=== Goal ===
Render the records as a two-column Markdown table, Row and Line, with one numbered row per line and blank lines omitted. Start at the first line of the records and stop after the line that contains "<point>100,233</point>".
○ ○ ○ ○ ○
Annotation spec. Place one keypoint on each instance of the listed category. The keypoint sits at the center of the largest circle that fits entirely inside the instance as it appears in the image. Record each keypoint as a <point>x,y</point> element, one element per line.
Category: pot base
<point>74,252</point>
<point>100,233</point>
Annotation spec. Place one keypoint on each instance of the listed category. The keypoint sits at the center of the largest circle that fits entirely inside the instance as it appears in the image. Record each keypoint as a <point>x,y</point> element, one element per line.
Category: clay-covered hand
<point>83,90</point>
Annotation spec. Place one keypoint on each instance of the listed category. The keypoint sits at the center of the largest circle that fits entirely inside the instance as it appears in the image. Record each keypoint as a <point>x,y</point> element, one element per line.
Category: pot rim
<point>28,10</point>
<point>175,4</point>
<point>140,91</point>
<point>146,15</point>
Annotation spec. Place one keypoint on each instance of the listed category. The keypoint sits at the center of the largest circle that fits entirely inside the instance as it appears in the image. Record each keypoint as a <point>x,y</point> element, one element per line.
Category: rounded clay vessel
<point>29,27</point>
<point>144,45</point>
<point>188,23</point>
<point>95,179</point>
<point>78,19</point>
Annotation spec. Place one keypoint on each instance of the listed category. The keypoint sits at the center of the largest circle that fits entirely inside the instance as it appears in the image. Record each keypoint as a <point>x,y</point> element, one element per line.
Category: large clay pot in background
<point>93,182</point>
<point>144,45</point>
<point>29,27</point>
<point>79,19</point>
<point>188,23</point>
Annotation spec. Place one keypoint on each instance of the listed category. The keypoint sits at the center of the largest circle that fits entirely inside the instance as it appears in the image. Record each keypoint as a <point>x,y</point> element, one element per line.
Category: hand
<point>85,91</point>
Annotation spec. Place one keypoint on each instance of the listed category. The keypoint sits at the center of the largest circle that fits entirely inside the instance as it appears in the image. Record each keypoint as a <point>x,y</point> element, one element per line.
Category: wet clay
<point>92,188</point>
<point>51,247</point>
○ ○ ○ ○ ○
=== Written response ===
| Row | Line |
|---|---|
| 1 | Annotation spec. Place one keypoint on each instance of the listed category. The keypoint sits at the center of the largest circle that fits entirely inside the instance as it appears in the image. Record each keypoint as a <point>x,y</point> element, one element per line. |
| 2 | Category: pot base |
| 3 | <point>74,252</point> |
| 4 | <point>100,233</point> |